GOAL:
Reproduce the records verbatim, from their first line down through the line containing "target: blue sky", with both of those lines included. Give only these lines.

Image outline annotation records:
## begin

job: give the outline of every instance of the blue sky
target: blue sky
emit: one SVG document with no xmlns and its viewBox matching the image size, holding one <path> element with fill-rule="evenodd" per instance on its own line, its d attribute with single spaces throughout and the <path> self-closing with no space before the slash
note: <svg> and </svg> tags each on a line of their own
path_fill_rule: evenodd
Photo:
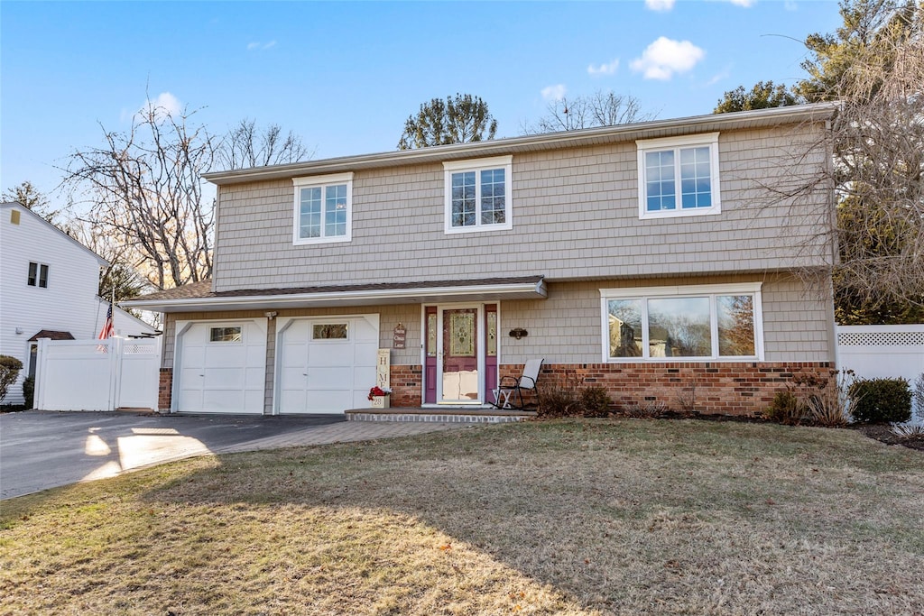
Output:
<svg viewBox="0 0 924 616">
<path fill-rule="evenodd" d="M 148 96 L 213 132 L 249 117 L 315 158 L 391 151 L 433 97 L 480 96 L 498 137 L 551 98 L 613 90 L 658 118 L 804 76 L 833 1 L 0 3 L 0 188 L 52 192 L 78 148 Z M 795 39 L 795 41 L 793 40 Z"/>
</svg>

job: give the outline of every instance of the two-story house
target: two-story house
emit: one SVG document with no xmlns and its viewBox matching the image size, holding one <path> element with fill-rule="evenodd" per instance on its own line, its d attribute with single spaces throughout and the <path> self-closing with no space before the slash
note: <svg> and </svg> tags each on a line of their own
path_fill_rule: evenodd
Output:
<svg viewBox="0 0 924 616">
<path fill-rule="evenodd" d="M 659 120 L 213 173 L 212 281 L 165 313 L 163 407 L 480 406 L 541 385 L 754 414 L 827 376 L 832 108 Z"/>
<path fill-rule="evenodd" d="M 22 362 L 5 405 L 21 405 L 22 380 L 35 376 L 39 338 L 90 340 L 99 335 L 109 302 L 97 296 L 109 263 L 17 202 L 0 203 L 0 355 Z M 117 335 L 154 332 L 118 307 Z"/>
</svg>

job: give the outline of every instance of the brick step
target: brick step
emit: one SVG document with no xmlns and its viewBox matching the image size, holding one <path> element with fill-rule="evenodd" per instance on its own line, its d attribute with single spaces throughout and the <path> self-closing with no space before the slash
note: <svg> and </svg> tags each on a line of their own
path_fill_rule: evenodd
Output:
<svg viewBox="0 0 924 616">
<path fill-rule="evenodd" d="M 346 421 L 427 421 L 438 423 L 500 424 L 524 421 L 535 411 L 499 408 L 354 408 L 346 411 Z"/>
</svg>

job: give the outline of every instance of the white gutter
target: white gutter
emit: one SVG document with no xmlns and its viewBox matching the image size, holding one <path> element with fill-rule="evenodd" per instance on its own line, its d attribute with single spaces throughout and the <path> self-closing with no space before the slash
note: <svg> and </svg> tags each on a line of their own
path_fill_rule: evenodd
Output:
<svg viewBox="0 0 924 616">
<path fill-rule="evenodd" d="M 395 165 L 420 164 L 444 161 L 480 158 L 483 156 L 578 147 L 585 144 L 633 140 L 673 134 L 685 134 L 696 130 L 720 130 L 751 127 L 790 124 L 804 120 L 824 120 L 831 116 L 836 103 L 792 105 L 758 109 L 733 114 L 710 114 L 669 120 L 652 120 L 637 124 L 622 124 L 581 130 L 565 130 L 556 133 L 511 137 L 471 143 L 456 143 L 432 146 L 417 150 L 341 156 L 277 164 L 266 167 L 216 171 L 203 174 L 202 177 L 216 185 L 237 184 L 257 180 L 280 179 L 297 175 L 373 169 Z M 705 127 L 705 128 L 703 128 Z"/>
<path fill-rule="evenodd" d="M 468 284 L 389 289 L 385 291 L 336 291 L 282 294 L 275 296 L 225 296 L 177 299 L 135 299 L 120 302 L 128 308 L 155 312 L 212 312 L 216 310 L 261 310 L 266 308 L 322 308 L 329 306 L 371 306 L 376 304 L 420 304 L 447 298 L 501 299 L 535 298 L 548 296 L 545 282 L 508 284 Z"/>
</svg>

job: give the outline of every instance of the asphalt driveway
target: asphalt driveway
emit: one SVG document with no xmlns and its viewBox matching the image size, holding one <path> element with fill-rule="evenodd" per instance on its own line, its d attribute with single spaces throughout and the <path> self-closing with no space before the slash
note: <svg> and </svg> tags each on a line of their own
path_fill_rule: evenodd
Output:
<svg viewBox="0 0 924 616">
<path fill-rule="evenodd" d="M 25 411 L 0 415 L 0 499 L 207 453 L 248 449 L 342 415 L 158 416 Z M 354 423 L 354 422 L 350 422 Z"/>
</svg>

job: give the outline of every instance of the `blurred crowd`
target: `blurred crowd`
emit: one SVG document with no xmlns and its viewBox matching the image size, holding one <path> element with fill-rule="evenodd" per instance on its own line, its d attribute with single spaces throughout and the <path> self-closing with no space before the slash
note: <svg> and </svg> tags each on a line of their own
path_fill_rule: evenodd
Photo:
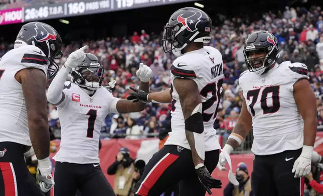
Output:
<svg viewBox="0 0 323 196">
<path fill-rule="evenodd" d="M 246 16 L 247 17 L 247 16 Z M 281 50 L 278 63 L 290 60 L 305 64 L 309 70 L 310 82 L 317 98 L 318 126 L 323 126 L 323 11 L 319 6 L 309 10 L 304 8 L 286 7 L 276 13 L 264 14 L 258 20 L 248 18 L 233 18 L 223 20 L 222 24 L 215 26 L 211 32 L 209 46 L 221 52 L 224 69 L 222 98 L 214 128 L 228 136 L 237 120 L 242 105 L 242 92 L 238 84 L 240 74 L 246 70 L 243 54 L 244 43 L 248 35 L 257 30 L 268 30 L 277 38 Z M 170 86 L 169 69 L 176 57 L 165 54 L 161 45 L 162 32 L 148 34 L 142 30 L 123 38 L 108 37 L 105 40 L 80 40 L 63 46 L 64 56 L 57 62 L 63 64 L 68 55 L 87 44 L 89 52 L 99 58 L 106 68 L 102 84 L 116 80 L 112 90 L 114 96 L 126 98 L 131 90 L 138 87 L 135 76 L 139 64 L 143 62 L 152 70 L 149 81 L 151 92 L 163 90 Z M 8 46 L 0 46 L 0 56 Z M 162 129 L 170 129 L 171 104 L 148 104 L 145 110 L 124 115 L 111 114 L 102 125 L 103 136 L 109 138 L 137 138 L 148 134 L 158 135 Z M 49 104 L 50 125 L 57 130 L 59 136 L 60 124 L 55 107 Z"/>
</svg>

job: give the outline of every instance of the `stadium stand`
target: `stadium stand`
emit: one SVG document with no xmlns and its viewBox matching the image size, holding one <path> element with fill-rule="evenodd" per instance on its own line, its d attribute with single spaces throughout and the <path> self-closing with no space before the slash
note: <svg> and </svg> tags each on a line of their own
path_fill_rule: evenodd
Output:
<svg viewBox="0 0 323 196">
<path fill-rule="evenodd" d="M 53 2 L 47 0 L 8 0 L 0 3 L 0 8 Z M 259 11 L 260 14 L 253 13 L 252 16 L 240 13 L 232 15 L 235 16 L 232 17 L 224 14 L 213 15 L 217 18 L 214 20 L 215 26 L 212 29 L 209 46 L 221 52 L 225 70 L 221 102 L 214 128 L 218 130 L 218 134 L 222 136 L 223 142 L 232 131 L 241 108 L 242 94 L 237 79 L 247 69 L 243 52 L 244 40 L 249 34 L 256 30 L 268 30 L 277 37 L 282 51 L 278 63 L 290 60 L 292 62 L 302 62 L 307 66 L 310 70 L 308 73 L 310 82 L 316 96 L 318 131 L 323 130 L 323 10 L 319 6 L 308 4 L 306 5 L 303 6 L 300 4 L 297 6 L 283 6 L 281 10 L 277 9 L 272 12 Z M 175 10 L 172 10 L 171 12 Z M 250 10 L 247 12 L 251 12 Z M 109 16 L 113 15 L 109 13 Z M 164 24 L 159 26 L 160 28 L 157 30 L 151 30 L 151 28 L 148 30 L 143 27 L 137 26 L 136 31 L 126 30 L 128 34 L 126 36 L 98 36 L 100 38 L 96 39 L 91 36 L 89 36 L 91 38 L 80 38 L 75 40 L 70 35 L 63 34 L 63 41 L 65 38 L 68 42 L 63 46 L 63 58 L 57 62 L 62 66 L 71 52 L 87 44 L 90 49 L 88 52 L 98 56 L 106 68 L 103 85 L 107 86 L 109 82 L 116 80 L 115 86 L 110 88 L 114 96 L 126 98 L 130 90 L 129 87 L 137 86 L 139 80 L 135 77 L 135 70 L 140 62 L 152 70 L 153 78 L 149 82 L 151 92 L 163 90 L 170 88 L 169 70 L 175 58 L 172 54 L 165 54 L 163 50 L 160 30 Z M 86 28 L 86 26 L 82 28 Z M 10 28 L 10 26 L 6 28 Z M 132 30 L 133 28 L 129 29 Z M 89 34 L 93 34 L 91 30 L 89 32 Z M 0 56 L 13 47 L 13 44 L 9 44 L 8 40 L 3 37 L 0 38 Z M 50 84 L 50 81 L 48 85 Z M 130 139 L 155 137 L 161 130 L 169 130 L 168 125 L 170 122 L 171 108 L 171 104 L 150 104 L 140 112 L 108 115 L 102 124 L 101 137 Z M 49 126 L 54 130 L 56 138 L 59 138 L 60 124 L 57 109 L 50 104 L 48 109 Z M 140 130 L 140 134 L 131 134 L 135 132 L 133 130 L 136 132 L 138 130 Z M 244 144 L 237 150 L 237 152 L 250 152 L 252 143 L 251 134 Z"/>
</svg>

## end

COMPLETED TASK:
job: give the outline of every instance of the blue sky
target: blue sky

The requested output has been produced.